— start Provided passage —
I agree with @ceemusic ... use the stock Logic Compressor. I do, it does the job and it's free.

Here's a cheat sheet for it if you're after a certain type: http://www.centerforlydteknik.dk/download/pdf/logic-pro-x-compressor-circuit-type-cheat-sheet.pdf


----------



## vitocorleone123 (May 1, 2019)

The Logic compressor looks pretty good. I'd also start there. Otherwise, there's TDR Kotelnikov... but that'd definitely have a learning curve, but is also hard to beat for the money. There's also MJUC, but that's a "color" compressor 100% but inexpensive. To step up higher in "transparent" compressor, you'd want to look at Fabfilter ProC2 (it had just been on sale at 40% off) - but that's not inexpensive anymore. Brings me full circle back to what others have said: consider starting with the Logic compressor.


----------



## Jeast (May 1, 2019)

Cant go wrong with the Klanghelm compressor. Cheap but golden in sound! Wins from most of my expensive ones (if not all)!


----------



## Yury Tikhomirov (May 2, 2019)

Empirical Labs Arousor is what you need. Truly workhorse.


----------



## Divico (May 5, 2019)

jneebz said:


> You probably don't want to use presets with compressors, IMHO. Learn the basics of how they work here:
> 
> 
> 
> ...



Kotelnikov is great but easy to use ?? ...


----------



## jneebz (May 5, 2019)

Divico said:


> Kotelnikov is great but easy to use ?? ...


Sure. Keep in mind I'm referring to the free version. Just curious but what do you find difficult about it?


----------



## Divico (May 5, 2019)

jneebz said:


> Sure. Keep in mind I'm referring to the free version. Just curious but what do you find difficult about it?


well lots of parameters and a combined RMS/peak detection doesnt seem straight forward to me. As to easy to use comps I think any LA2 sim is the easiest to use. I like to use the cakewaln one, since i got it for free. Slax is also a great free one.


----------



## Chris Wagner (May 6, 2019)

What about Klevgrand Korvpressor? It looks very simple.


----------



## Beat Kaufmann (May 6, 2019)

Divico said:


> ...As to easy to use comps I think any LA2 sim is the easiest to use. ...



*Compressor --> LA2-like*
https://klanghelm.com/contents/products/DC1A/DC1A.php (freeware, for WIN & MAC)


----------



## NekujaK (May 6, 2019)

I have a variety of favorite compressors that get used in different situations, but my top compressor that is basic and simple but always sounds great no matter what I throw it on is TuCo by Sonimus

https://sonimus.com/products/tuco/


----------



## Guavadude (May 6, 2019)
— end Provided passage —
— start Material shown —
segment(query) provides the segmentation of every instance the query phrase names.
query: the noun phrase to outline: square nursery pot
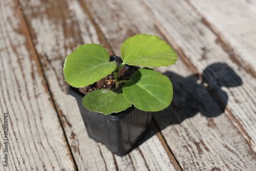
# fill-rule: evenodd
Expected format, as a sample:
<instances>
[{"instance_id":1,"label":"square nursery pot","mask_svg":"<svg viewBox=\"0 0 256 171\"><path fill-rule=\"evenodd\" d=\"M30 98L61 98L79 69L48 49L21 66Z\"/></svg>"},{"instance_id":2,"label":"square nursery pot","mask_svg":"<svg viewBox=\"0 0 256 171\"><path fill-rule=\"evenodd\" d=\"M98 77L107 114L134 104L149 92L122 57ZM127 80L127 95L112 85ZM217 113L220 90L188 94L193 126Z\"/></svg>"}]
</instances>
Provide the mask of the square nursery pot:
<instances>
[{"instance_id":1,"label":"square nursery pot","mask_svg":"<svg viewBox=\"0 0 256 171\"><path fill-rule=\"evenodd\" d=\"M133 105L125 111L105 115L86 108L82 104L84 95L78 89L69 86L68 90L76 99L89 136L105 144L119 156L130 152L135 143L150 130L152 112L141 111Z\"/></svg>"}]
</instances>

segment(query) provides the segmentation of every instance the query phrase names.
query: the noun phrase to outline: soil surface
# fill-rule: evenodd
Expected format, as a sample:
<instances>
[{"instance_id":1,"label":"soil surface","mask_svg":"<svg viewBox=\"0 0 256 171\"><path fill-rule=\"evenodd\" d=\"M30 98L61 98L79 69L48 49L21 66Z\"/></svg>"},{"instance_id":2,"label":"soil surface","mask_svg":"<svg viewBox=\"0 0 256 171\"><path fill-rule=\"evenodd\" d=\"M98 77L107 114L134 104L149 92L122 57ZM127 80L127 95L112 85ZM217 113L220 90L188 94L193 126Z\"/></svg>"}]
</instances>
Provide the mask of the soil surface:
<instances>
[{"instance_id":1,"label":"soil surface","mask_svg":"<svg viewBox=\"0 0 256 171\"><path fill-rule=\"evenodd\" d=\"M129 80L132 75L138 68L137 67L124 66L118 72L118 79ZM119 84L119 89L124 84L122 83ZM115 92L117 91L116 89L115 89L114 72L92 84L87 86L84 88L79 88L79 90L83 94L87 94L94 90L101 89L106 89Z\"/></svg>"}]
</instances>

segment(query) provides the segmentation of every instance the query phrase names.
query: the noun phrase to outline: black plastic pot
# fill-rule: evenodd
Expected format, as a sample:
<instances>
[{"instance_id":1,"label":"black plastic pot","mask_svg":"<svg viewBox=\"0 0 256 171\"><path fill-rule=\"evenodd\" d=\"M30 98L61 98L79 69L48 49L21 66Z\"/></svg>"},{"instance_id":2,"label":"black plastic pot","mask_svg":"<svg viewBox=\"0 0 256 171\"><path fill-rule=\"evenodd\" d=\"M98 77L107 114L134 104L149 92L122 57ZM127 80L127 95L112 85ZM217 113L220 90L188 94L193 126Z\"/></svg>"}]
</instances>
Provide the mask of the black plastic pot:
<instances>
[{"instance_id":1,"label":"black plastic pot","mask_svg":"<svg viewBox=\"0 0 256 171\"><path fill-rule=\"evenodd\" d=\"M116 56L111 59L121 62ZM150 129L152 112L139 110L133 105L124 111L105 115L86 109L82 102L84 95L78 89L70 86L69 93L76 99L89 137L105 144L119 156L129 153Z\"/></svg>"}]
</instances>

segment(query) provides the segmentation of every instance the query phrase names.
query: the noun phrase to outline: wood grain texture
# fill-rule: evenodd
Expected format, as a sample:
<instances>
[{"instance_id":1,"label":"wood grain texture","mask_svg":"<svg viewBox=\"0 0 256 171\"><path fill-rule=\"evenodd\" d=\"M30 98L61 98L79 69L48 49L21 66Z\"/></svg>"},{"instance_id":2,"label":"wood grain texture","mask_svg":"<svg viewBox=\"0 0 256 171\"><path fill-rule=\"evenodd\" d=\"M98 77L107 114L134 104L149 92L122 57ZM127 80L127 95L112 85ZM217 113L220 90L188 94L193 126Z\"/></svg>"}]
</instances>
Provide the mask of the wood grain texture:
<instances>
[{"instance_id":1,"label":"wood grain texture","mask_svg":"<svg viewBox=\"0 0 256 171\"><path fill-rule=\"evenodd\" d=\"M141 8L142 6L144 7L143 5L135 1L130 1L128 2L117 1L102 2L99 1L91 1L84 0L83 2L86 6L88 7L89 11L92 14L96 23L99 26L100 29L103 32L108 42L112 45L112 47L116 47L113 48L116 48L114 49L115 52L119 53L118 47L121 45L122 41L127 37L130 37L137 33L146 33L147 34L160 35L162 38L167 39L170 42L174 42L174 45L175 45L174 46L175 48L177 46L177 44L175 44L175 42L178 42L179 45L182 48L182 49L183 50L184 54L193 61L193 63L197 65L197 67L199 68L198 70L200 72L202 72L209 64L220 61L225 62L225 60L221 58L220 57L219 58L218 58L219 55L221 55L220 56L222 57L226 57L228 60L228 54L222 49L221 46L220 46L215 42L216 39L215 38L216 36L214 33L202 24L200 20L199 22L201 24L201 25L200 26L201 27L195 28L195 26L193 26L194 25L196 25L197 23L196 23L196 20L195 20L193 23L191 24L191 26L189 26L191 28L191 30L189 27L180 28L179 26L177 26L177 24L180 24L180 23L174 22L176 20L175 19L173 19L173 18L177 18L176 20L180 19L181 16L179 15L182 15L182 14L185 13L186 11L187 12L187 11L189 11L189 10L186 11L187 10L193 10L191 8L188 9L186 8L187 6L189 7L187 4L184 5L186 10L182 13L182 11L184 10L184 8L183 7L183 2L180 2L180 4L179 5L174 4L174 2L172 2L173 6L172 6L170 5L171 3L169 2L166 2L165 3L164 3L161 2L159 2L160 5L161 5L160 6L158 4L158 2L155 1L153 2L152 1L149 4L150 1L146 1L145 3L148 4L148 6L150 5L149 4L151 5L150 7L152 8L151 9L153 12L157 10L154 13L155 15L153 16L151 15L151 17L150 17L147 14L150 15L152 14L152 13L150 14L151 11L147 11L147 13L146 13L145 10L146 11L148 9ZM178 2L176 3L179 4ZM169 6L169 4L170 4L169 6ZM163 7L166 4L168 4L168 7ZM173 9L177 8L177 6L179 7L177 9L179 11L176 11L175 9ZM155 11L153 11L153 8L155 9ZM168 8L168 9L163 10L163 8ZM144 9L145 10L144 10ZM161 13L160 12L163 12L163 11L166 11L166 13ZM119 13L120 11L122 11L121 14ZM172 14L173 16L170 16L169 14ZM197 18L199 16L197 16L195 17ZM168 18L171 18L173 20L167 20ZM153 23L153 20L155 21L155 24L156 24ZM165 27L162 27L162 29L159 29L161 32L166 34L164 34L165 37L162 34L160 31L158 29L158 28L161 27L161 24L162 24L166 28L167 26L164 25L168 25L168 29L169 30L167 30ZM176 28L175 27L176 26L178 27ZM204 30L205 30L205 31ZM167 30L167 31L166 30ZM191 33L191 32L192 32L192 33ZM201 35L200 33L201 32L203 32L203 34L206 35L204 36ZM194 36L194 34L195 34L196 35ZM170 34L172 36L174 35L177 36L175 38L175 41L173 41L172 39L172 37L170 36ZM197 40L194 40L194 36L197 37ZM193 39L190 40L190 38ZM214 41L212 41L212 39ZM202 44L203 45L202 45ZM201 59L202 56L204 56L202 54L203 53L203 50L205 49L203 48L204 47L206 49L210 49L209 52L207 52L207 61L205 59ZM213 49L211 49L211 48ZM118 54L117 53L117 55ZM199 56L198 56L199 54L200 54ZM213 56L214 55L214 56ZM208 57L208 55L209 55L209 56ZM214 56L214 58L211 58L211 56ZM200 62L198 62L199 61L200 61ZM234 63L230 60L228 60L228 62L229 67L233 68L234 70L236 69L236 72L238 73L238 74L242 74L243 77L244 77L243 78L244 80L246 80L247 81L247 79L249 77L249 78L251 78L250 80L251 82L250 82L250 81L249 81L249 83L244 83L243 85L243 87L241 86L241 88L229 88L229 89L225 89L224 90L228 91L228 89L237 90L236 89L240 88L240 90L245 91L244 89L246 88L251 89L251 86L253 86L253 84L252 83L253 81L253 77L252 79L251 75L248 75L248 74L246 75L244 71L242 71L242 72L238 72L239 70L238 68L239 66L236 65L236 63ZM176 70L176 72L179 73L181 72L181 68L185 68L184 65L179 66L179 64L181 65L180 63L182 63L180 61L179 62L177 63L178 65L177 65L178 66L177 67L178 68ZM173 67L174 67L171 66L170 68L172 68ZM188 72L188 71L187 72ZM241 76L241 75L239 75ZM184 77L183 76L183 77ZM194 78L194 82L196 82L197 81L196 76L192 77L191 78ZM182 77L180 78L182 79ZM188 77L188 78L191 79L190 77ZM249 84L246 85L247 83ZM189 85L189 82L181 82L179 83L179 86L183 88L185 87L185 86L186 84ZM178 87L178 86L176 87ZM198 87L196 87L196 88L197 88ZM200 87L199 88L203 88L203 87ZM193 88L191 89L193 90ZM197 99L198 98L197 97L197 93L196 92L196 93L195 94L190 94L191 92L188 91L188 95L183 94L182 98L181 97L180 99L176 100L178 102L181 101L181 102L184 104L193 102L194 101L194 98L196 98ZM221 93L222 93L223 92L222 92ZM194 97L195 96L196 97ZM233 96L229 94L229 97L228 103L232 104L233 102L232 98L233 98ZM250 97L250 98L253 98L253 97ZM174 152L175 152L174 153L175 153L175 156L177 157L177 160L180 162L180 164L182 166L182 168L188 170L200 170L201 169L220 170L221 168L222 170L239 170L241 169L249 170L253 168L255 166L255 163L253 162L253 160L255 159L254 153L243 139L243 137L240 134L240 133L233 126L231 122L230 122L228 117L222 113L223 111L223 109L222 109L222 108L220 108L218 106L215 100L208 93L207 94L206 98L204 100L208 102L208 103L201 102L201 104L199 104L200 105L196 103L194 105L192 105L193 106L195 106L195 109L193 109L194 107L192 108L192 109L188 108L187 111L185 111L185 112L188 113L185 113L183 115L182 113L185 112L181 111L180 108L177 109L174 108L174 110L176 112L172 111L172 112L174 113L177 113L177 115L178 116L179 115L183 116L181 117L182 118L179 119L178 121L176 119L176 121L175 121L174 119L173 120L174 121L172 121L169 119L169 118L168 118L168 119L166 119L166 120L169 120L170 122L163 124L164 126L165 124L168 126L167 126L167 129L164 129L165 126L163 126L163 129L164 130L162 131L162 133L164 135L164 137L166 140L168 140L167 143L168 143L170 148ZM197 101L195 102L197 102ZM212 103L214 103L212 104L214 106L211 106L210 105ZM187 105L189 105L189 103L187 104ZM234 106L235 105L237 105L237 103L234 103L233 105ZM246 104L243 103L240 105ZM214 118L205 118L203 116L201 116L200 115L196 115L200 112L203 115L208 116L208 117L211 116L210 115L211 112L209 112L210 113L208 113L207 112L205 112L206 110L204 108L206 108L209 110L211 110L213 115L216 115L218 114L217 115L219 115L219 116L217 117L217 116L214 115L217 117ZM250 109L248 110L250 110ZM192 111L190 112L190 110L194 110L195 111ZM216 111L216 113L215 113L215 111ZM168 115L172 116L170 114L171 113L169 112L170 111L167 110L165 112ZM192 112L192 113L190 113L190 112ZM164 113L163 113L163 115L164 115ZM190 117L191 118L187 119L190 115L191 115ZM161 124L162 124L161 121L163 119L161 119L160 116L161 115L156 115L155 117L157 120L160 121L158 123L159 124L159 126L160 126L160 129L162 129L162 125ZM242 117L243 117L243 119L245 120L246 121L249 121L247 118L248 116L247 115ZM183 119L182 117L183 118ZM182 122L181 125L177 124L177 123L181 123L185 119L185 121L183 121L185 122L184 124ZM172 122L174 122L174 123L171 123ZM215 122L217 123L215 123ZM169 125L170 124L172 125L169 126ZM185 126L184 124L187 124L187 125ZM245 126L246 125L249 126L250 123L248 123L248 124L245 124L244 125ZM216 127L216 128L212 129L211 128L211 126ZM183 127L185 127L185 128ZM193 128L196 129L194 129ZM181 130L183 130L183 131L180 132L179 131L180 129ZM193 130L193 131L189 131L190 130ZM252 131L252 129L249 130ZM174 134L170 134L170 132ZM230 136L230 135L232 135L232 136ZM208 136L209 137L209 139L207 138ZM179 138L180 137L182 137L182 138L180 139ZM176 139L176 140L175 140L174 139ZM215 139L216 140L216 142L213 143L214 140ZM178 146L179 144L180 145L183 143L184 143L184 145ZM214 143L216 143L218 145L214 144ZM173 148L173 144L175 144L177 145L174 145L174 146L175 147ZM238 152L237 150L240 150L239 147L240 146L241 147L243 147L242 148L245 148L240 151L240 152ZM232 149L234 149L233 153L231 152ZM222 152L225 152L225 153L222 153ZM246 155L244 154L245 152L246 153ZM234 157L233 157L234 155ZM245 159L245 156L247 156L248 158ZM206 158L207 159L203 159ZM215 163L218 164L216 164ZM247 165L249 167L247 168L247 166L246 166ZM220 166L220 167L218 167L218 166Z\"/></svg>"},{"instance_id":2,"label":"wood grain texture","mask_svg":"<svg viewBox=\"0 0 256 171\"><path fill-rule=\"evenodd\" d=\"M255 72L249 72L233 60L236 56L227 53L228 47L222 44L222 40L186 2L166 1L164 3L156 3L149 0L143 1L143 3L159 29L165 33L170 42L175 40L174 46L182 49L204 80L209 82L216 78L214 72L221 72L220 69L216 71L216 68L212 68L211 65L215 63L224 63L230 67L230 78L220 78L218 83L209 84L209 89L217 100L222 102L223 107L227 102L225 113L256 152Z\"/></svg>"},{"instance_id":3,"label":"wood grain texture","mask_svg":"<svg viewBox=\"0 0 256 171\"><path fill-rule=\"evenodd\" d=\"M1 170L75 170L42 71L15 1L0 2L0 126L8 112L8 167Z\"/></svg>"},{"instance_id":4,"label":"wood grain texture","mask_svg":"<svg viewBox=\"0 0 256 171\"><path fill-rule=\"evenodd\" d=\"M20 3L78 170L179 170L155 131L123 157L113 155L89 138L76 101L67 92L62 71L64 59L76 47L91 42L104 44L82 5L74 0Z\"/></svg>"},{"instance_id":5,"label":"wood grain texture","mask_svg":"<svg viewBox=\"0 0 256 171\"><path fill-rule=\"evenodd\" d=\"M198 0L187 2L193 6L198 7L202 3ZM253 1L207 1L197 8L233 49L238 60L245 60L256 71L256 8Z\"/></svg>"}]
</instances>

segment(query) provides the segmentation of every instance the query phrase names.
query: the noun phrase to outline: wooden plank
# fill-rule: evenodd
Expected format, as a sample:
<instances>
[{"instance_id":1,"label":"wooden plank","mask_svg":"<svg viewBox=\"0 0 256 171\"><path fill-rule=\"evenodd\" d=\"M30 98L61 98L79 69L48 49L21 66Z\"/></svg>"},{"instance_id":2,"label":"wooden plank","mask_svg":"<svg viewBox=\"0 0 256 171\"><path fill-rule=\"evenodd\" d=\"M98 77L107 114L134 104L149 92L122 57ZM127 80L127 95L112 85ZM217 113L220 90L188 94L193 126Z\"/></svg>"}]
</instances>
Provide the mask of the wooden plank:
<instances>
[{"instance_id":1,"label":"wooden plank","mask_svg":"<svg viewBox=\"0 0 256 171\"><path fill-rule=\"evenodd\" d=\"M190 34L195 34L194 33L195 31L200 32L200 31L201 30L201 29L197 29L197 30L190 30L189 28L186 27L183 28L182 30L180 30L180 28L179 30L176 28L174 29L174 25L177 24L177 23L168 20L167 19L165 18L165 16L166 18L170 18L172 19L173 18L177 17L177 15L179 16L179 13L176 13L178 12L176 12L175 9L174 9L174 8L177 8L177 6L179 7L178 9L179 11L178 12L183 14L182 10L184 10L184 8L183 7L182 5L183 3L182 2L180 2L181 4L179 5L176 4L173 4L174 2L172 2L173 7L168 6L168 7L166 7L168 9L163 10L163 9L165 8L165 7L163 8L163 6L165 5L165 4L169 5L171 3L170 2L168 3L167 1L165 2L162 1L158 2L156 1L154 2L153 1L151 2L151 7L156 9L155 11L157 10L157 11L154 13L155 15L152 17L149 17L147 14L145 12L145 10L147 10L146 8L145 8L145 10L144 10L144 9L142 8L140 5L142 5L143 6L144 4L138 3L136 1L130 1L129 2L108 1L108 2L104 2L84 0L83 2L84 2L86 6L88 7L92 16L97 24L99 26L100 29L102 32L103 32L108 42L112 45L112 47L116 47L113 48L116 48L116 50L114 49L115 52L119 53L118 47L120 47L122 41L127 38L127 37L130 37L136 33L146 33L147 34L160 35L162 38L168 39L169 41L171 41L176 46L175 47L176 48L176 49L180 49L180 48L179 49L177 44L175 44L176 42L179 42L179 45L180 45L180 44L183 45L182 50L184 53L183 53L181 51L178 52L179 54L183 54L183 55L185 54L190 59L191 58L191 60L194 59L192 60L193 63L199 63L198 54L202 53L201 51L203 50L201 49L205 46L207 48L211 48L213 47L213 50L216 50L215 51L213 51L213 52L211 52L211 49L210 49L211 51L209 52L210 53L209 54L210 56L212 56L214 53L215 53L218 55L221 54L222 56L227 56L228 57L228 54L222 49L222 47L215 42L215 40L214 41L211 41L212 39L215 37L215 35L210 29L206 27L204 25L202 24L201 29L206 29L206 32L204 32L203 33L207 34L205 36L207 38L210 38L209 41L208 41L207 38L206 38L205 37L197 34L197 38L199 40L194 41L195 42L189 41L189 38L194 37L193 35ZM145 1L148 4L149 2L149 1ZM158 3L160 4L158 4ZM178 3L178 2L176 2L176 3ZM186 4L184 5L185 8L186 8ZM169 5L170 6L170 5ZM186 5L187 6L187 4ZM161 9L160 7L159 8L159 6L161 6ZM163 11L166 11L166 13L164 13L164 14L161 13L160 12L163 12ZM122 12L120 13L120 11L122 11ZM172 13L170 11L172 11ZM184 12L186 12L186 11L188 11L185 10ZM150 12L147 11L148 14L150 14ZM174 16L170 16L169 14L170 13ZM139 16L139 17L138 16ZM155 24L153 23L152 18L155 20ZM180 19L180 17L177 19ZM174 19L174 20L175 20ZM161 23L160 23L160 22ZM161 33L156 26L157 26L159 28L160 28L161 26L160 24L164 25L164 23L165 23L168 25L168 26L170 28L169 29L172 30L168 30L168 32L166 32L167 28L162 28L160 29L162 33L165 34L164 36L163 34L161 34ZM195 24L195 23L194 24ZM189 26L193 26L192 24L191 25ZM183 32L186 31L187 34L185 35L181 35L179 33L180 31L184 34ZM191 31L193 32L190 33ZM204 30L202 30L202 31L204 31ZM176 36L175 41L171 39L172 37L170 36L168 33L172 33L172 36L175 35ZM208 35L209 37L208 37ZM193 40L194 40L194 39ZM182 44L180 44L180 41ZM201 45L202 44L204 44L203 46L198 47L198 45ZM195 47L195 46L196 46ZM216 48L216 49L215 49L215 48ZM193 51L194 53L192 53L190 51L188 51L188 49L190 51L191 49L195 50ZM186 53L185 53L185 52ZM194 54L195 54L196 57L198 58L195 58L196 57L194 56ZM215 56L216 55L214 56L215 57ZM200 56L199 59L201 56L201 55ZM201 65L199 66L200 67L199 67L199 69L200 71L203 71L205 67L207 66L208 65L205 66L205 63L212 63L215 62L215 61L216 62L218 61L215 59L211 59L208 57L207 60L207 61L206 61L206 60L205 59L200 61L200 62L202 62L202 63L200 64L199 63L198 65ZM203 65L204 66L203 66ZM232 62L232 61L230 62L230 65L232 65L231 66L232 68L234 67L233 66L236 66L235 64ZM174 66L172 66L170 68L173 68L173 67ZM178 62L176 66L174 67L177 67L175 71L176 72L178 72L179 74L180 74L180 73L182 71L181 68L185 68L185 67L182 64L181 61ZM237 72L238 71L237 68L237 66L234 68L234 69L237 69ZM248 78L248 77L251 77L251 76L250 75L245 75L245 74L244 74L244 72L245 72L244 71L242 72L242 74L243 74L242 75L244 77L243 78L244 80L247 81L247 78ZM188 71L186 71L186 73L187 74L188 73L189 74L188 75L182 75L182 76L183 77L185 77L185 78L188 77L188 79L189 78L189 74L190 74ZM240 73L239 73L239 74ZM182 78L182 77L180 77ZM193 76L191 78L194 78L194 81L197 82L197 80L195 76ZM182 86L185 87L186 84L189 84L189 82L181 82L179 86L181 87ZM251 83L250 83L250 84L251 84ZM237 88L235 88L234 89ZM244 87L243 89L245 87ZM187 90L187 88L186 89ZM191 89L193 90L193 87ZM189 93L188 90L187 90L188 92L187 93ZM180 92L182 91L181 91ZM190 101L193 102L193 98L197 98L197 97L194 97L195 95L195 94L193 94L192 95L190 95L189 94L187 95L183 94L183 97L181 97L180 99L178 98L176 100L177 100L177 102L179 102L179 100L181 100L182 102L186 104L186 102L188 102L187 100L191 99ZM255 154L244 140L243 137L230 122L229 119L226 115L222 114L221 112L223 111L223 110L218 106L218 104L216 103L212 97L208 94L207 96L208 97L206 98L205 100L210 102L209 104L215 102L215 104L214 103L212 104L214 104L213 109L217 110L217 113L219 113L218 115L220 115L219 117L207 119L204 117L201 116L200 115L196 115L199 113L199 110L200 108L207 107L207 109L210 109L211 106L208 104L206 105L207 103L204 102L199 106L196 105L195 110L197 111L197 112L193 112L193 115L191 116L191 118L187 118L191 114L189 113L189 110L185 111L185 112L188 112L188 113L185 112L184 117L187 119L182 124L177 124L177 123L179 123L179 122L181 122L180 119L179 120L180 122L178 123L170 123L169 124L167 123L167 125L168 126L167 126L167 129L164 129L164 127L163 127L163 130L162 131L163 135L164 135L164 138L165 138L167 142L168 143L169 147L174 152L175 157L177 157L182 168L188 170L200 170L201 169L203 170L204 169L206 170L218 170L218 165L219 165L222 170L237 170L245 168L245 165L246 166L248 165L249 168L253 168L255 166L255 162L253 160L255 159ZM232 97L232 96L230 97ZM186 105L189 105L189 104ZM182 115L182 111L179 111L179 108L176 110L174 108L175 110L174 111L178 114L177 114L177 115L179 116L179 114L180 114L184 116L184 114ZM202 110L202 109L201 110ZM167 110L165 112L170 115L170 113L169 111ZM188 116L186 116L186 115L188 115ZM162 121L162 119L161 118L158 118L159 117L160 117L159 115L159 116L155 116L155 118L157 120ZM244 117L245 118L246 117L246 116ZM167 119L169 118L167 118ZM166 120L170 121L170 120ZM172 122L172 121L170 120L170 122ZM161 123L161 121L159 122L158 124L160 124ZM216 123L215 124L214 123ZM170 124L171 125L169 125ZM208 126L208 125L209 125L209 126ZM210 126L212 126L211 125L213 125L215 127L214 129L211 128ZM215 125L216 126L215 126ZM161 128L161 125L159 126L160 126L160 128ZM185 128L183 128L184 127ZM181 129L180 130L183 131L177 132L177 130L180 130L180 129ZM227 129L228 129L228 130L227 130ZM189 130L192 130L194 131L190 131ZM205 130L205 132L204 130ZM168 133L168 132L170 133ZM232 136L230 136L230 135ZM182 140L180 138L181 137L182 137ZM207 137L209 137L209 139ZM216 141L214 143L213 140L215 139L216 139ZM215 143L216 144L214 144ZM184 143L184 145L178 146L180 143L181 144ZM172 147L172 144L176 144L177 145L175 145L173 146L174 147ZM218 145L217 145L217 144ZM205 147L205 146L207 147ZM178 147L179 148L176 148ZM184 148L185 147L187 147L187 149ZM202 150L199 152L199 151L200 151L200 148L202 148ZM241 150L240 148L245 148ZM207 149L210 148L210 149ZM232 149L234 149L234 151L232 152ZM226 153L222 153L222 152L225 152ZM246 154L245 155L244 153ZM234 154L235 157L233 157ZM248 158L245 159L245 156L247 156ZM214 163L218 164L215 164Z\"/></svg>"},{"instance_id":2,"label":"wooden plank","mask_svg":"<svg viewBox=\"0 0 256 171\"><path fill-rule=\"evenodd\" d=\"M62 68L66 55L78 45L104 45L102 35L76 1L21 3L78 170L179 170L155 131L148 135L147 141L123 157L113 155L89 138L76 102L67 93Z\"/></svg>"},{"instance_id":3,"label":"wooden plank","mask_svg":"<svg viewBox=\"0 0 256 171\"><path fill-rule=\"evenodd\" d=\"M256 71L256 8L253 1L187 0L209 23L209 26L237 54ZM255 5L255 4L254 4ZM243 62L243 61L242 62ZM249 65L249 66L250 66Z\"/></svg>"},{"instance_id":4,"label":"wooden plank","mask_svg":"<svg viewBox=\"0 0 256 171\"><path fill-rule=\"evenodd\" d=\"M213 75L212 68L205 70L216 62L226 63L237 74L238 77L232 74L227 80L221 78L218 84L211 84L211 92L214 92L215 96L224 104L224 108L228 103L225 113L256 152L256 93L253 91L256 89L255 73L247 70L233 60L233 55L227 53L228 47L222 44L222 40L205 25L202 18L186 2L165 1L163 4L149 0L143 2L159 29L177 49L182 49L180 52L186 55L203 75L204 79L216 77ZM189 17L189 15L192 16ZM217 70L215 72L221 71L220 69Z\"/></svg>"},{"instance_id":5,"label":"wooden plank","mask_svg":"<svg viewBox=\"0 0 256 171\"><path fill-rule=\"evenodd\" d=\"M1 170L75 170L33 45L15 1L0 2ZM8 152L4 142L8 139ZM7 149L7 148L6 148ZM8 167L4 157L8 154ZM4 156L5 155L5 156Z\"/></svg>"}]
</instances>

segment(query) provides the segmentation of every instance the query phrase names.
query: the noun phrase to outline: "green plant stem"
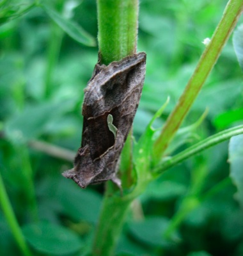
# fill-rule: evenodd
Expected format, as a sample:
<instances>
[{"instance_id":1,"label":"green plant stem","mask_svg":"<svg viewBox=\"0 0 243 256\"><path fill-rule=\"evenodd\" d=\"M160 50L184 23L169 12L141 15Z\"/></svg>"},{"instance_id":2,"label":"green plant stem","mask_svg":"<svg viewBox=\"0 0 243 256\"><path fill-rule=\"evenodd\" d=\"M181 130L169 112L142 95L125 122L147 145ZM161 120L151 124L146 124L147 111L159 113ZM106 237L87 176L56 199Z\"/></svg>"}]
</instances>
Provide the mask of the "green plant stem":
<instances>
— end Material shown —
Exercise requirements
a – In the forum thread, which company makes TuCo?
b – Rewrite the forum thread between "## Beat Kaufmann" and "for WIN & MAC)", inclusive, swapping "freeware" for "free download".

Answers for this exercise
a – Sonimus

b –
## Beat Kaufmann (May 6, 2019)

Divico said:


> ...As to easy to use comps I think any LA2 sim is the easiest to use. ...



*Compressor --> LA2-like*
https://klanghelm.com/contents/products/DC1A/DC1A.php (free download, for WIN & MAC)